[Start of Input for this task]
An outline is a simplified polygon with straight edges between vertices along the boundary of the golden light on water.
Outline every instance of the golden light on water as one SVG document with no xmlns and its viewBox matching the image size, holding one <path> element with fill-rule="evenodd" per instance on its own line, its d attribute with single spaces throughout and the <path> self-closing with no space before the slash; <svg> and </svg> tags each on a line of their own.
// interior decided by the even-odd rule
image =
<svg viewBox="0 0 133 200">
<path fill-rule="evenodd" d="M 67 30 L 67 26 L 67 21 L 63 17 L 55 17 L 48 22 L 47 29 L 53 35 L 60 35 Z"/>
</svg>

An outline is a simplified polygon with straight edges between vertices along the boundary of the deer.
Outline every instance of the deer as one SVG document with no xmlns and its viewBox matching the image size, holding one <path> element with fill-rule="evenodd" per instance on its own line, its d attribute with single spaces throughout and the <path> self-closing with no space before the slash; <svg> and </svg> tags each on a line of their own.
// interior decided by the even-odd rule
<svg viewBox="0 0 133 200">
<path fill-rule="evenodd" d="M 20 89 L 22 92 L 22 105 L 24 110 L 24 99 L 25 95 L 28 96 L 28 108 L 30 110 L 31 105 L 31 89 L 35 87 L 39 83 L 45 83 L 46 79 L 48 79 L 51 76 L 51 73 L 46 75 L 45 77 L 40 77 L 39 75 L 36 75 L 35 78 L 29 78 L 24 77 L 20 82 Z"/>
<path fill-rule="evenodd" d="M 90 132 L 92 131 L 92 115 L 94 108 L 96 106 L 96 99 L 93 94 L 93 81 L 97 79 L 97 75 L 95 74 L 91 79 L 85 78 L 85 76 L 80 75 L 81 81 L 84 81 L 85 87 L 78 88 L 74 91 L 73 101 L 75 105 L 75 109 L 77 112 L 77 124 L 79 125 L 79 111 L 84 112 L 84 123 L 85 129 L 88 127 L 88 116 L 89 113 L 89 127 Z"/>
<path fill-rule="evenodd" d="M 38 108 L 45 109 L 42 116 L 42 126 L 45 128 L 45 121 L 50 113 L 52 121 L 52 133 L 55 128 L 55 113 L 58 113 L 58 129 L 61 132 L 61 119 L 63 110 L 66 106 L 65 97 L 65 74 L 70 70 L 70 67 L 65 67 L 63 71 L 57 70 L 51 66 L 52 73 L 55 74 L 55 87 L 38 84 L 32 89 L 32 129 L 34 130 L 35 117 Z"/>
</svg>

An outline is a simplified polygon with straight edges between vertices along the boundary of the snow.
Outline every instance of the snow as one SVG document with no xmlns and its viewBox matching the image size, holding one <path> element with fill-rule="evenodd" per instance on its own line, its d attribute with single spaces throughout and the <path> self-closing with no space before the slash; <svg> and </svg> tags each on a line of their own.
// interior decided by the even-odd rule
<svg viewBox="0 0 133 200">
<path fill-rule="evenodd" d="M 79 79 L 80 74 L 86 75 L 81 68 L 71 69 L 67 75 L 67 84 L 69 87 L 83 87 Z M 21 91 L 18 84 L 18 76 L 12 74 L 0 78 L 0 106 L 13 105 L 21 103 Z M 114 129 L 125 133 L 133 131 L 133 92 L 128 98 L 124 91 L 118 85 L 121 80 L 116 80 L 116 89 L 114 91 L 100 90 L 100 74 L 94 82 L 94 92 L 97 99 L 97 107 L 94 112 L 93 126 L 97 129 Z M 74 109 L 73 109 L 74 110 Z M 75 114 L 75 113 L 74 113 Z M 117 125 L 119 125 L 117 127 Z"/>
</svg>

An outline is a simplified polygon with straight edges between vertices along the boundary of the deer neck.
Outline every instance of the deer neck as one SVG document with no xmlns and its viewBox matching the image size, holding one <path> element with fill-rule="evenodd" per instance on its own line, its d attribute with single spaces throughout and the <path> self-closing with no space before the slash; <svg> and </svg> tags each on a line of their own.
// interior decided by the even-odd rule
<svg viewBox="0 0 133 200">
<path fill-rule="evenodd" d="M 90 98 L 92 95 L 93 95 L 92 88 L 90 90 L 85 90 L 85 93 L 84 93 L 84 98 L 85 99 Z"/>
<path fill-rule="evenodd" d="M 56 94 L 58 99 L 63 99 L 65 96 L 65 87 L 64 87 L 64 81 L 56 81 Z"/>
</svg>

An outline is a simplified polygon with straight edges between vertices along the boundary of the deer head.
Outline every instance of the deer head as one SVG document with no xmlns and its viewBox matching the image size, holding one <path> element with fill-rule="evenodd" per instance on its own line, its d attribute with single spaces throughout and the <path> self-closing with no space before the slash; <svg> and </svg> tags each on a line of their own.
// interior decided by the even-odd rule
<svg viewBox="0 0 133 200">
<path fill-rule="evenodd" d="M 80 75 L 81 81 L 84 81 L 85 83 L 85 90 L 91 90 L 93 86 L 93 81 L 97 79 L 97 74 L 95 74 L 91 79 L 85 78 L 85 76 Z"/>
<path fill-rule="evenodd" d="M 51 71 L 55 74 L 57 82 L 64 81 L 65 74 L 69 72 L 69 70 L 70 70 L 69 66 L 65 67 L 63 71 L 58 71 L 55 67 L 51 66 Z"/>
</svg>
[End of Input for this task]
### Exercise requirements
Reproduce all of the data above, substituting "rough polygon" for every occurrence of "simplified polygon" and leaving everything else as it is.

### Output of the exercise
An outline is a rough polygon with straight edges between vertices along the boundary of the golden light on water.
Outline every instance of the golden light on water as one SVG document with no xmlns and its viewBox matching the image size, holding one <path> element with fill-rule="evenodd" per instance on its own line, its d attribute with single spaces throughout and the <path> self-closing with no space before the slash; <svg> and </svg> tags each on a line of their own.
// interior decided by the even-odd rule
image =
<svg viewBox="0 0 133 200">
<path fill-rule="evenodd" d="M 67 30 L 67 26 L 67 21 L 63 17 L 55 17 L 48 22 L 47 29 L 53 35 L 60 35 Z"/>
</svg>

An outline is a rough polygon with straight edges between vertices along the boundary of the deer.
Outline every instance of the deer as one SVG document with no xmlns and its viewBox matching the image size, holding one <path> element with fill-rule="evenodd" per instance on its own line, its d attribute with single spaces throughout and the <path> self-closing with no space before the slash; <svg> and </svg> tags each on a line of their own.
// interior decided by the even-odd rule
<svg viewBox="0 0 133 200">
<path fill-rule="evenodd" d="M 20 89 L 22 92 L 22 105 L 24 110 L 24 99 L 25 95 L 28 96 L 28 108 L 30 110 L 31 105 L 31 89 L 35 87 L 39 83 L 45 83 L 46 79 L 48 79 L 51 76 L 51 73 L 46 75 L 45 77 L 40 77 L 39 75 L 36 75 L 35 78 L 29 78 L 24 77 L 20 82 Z"/>
<path fill-rule="evenodd" d="M 90 132 L 92 131 L 92 115 L 94 108 L 96 106 L 96 99 L 93 94 L 93 81 L 97 79 L 97 75 L 95 74 L 91 79 L 85 78 L 85 76 L 80 75 L 81 81 L 84 81 L 85 87 L 78 88 L 74 91 L 73 101 L 75 105 L 75 109 L 77 112 L 77 124 L 79 125 L 79 111 L 84 112 L 84 123 L 85 129 L 88 127 L 88 116 L 89 113 L 89 127 Z"/>
<path fill-rule="evenodd" d="M 38 108 L 45 109 L 42 116 L 42 126 L 45 128 L 45 121 L 50 113 L 52 121 L 52 133 L 55 128 L 55 113 L 58 113 L 58 129 L 61 132 L 61 119 L 63 110 L 66 106 L 65 97 L 65 74 L 70 70 L 70 67 L 65 67 L 63 71 L 57 70 L 51 66 L 52 73 L 55 74 L 55 87 L 38 84 L 32 89 L 32 129 L 34 130 L 35 117 Z"/>
</svg>

An outline is a rough polygon with straight edges between vertices along the boundary of the snow.
Outline every instance of the snow as one SVG document with no xmlns and its viewBox matching the image size, holding one <path> element with fill-rule="evenodd" per instance on its own line, its d attribute with single spaces throughout and the <path> self-closing with no space before the slash; <svg> and </svg> tags each on a line of their own.
// interior decided by the even-odd rule
<svg viewBox="0 0 133 200">
<path fill-rule="evenodd" d="M 79 79 L 80 74 L 86 75 L 81 68 L 71 69 L 67 75 L 67 84 L 69 87 L 83 87 Z M 21 91 L 18 84 L 18 76 L 12 74 L 0 78 L 0 106 L 13 105 L 21 103 Z M 114 129 L 125 133 L 133 131 L 133 92 L 128 98 L 124 91 L 118 85 L 121 80 L 116 80 L 116 89 L 114 91 L 100 90 L 100 74 L 94 82 L 94 92 L 97 99 L 97 107 L 94 112 L 93 126 L 97 129 Z M 74 109 L 73 109 L 74 110 Z M 75 114 L 75 113 L 74 113 Z M 117 125 L 119 125 L 117 127 Z"/>
</svg>

An outline is a rough polygon with straight edges between vertices along the boundary of the deer neck.
Outline every instance of the deer neck as one SVG document with no xmlns and its viewBox matching the image size, holding one <path> element with fill-rule="evenodd" per instance on its own line, its d attribute with single spaces throughout and the <path> self-closing with no space before the slash; <svg> and </svg> tags each on a line of their own.
// interior decided by the even-odd rule
<svg viewBox="0 0 133 200">
<path fill-rule="evenodd" d="M 90 98 L 92 95 L 93 95 L 92 88 L 90 90 L 85 90 L 85 93 L 84 93 L 84 98 L 85 99 Z"/>
<path fill-rule="evenodd" d="M 56 94 L 58 99 L 63 99 L 65 96 L 65 87 L 64 87 L 64 81 L 56 81 Z"/>
</svg>

An outline is a rough polygon with straight edges between vertices along the boundary of the deer head.
Outline every instance of the deer head as one SVG document with no xmlns and its viewBox matching the image size, holding one <path> element with fill-rule="evenodd" per instance on its own line, its d attribute with single spaces throughout and the <path> self-closing with no space before the slash; <svg> and </svg> tags each on a line of their own.
// interior decided by the even-odd rule
<svg viewBox="0 0 133 200">
<path fill-rule="evenodd" d="M 80 75 L 81 81 L 84 81 L 85 83 L 85 90 L 91 90 L 93 86 L 93 81 L 97 79 L 97 74 L 95 74 L 91 79 L 85 78 L 85 76 Z"/>
<path fill-rule="evenodd" d="M 51 71 L 55 74 L 57 82 L 64 81 L 65 74 L 69 72 L 69 70 L 70 70 L 69 66 L 65 67 L 63 71 L 58 71 L 55 67 L 51 66 Z"/>
</svg>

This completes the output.